TO BE DONE: Rewrite the data below as a numbered list with one line per item, skipping blank lines and leaving out the pictures.

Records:
[Begin]
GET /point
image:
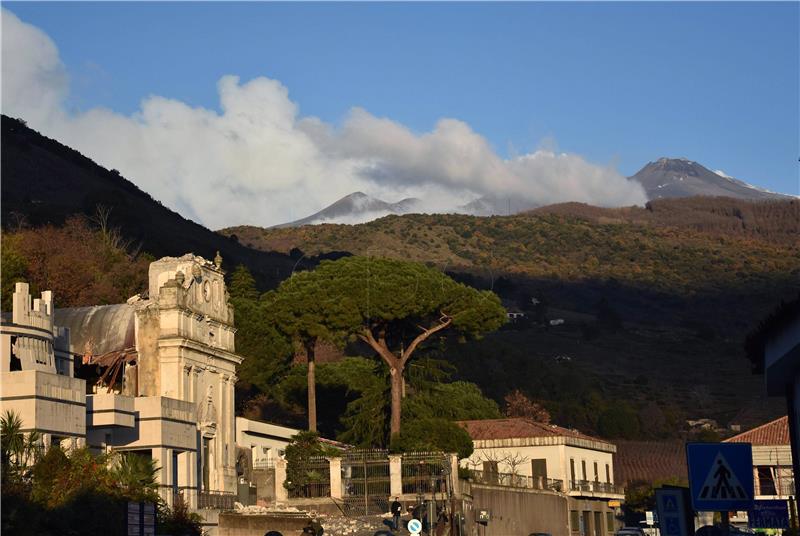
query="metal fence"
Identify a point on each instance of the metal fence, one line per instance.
(425, 472)
(315, 479)
(268, 463)
(365, 482)
(517, 481)
(594, 486)
(220, 500)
[End]
TASK ANSWER:
1. GET /point
2. image:
3. query="metal fence"
4. Identify a point on each instance of the metal fence, one line per instance.
5. (425, 472)
6. (315, 479)
7. (268, 463)
8. (365, 482)
9. (517, 481)
10. (594, 486)
11. (220, 500)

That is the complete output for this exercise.